Task to complete: All lines that hold the string "concrete" should be copied. Find them in the listing below.

++++ Given records

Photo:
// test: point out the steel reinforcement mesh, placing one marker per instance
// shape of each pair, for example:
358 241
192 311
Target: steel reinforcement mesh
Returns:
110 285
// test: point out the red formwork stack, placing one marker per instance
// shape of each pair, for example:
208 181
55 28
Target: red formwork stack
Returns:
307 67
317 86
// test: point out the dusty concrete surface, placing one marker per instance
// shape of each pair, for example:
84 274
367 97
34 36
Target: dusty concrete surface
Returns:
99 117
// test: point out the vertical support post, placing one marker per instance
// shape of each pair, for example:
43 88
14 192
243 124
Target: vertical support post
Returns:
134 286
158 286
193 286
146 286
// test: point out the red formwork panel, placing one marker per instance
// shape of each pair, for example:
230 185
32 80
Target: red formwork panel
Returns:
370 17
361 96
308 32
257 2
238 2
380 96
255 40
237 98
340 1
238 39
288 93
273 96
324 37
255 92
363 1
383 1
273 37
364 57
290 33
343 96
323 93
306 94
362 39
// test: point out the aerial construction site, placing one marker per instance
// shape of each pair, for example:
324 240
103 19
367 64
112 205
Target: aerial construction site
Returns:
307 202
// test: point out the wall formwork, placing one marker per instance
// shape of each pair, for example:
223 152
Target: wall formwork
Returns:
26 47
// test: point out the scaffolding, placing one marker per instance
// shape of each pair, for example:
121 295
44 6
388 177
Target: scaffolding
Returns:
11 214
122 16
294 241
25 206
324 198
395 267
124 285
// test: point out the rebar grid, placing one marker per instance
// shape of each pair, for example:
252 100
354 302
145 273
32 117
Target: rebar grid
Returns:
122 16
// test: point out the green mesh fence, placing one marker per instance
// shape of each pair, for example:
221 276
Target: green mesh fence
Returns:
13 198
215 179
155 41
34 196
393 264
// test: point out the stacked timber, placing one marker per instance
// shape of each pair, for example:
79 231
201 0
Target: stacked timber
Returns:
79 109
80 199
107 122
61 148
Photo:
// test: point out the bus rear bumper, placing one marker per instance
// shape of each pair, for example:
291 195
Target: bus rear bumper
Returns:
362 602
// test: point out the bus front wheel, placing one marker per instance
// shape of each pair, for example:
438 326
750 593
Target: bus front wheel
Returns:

++++++++

Task result:
// test: point out the dusty concrete surface, placing one marker per instance
Target: dusty concrete surface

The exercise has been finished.